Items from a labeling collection

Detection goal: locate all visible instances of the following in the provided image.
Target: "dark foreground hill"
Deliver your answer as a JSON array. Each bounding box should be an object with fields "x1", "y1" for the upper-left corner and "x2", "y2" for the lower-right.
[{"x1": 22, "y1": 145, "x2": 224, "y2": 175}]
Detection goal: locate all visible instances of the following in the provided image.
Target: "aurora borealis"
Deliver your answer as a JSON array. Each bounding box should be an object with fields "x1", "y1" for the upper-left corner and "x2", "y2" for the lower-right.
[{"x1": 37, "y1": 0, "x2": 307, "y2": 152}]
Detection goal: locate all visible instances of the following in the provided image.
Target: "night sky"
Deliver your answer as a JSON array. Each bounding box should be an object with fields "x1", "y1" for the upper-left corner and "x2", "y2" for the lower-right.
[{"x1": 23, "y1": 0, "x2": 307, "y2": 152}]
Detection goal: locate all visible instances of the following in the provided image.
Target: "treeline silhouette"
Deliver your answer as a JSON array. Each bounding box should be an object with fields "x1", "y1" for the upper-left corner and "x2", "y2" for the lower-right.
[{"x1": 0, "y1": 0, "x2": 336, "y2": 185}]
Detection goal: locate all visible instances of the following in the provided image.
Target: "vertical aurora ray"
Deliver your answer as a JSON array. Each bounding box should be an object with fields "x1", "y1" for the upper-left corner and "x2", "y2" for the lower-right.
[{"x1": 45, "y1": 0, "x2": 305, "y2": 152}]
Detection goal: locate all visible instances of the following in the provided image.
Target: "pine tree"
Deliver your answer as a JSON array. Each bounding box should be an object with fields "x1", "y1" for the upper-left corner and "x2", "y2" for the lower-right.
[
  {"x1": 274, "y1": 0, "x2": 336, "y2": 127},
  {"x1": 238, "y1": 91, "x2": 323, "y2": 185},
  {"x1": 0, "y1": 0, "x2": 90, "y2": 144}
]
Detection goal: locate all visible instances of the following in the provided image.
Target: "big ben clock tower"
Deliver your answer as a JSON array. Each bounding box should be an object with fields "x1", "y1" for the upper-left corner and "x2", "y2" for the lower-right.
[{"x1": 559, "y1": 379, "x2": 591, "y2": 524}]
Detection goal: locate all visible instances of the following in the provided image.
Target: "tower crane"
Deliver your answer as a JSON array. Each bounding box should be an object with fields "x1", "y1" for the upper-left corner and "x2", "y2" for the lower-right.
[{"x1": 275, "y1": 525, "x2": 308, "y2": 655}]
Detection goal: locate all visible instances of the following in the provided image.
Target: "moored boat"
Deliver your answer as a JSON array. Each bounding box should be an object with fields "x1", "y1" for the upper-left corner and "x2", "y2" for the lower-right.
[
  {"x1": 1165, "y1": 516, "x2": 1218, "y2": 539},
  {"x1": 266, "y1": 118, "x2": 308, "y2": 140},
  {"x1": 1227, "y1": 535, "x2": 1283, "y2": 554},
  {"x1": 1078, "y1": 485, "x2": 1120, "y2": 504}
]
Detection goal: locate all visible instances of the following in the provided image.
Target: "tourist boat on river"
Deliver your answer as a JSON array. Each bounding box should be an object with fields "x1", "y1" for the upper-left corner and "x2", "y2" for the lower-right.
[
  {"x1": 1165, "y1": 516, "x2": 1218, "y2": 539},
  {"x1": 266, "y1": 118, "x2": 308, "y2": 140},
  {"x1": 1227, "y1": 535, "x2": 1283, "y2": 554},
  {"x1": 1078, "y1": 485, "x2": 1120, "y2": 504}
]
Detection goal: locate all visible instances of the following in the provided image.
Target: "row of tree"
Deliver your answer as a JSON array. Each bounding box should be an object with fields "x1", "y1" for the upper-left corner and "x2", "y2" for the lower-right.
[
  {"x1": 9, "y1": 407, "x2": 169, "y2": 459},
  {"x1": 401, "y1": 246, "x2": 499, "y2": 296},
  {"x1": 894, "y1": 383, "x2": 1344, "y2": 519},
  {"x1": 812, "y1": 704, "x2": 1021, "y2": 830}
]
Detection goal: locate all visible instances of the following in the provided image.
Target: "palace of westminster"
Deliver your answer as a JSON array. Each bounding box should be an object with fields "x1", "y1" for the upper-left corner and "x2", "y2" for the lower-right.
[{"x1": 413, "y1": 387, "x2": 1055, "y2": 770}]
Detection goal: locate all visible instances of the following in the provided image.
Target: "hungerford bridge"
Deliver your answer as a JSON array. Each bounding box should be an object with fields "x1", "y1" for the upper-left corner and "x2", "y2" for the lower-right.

What you are asked to do: Pick out and copy every line above that contains the word "aurora". Case counts.

Answer to the problem:
Target: "aurora borealis"
Target: "vertical aurora ray"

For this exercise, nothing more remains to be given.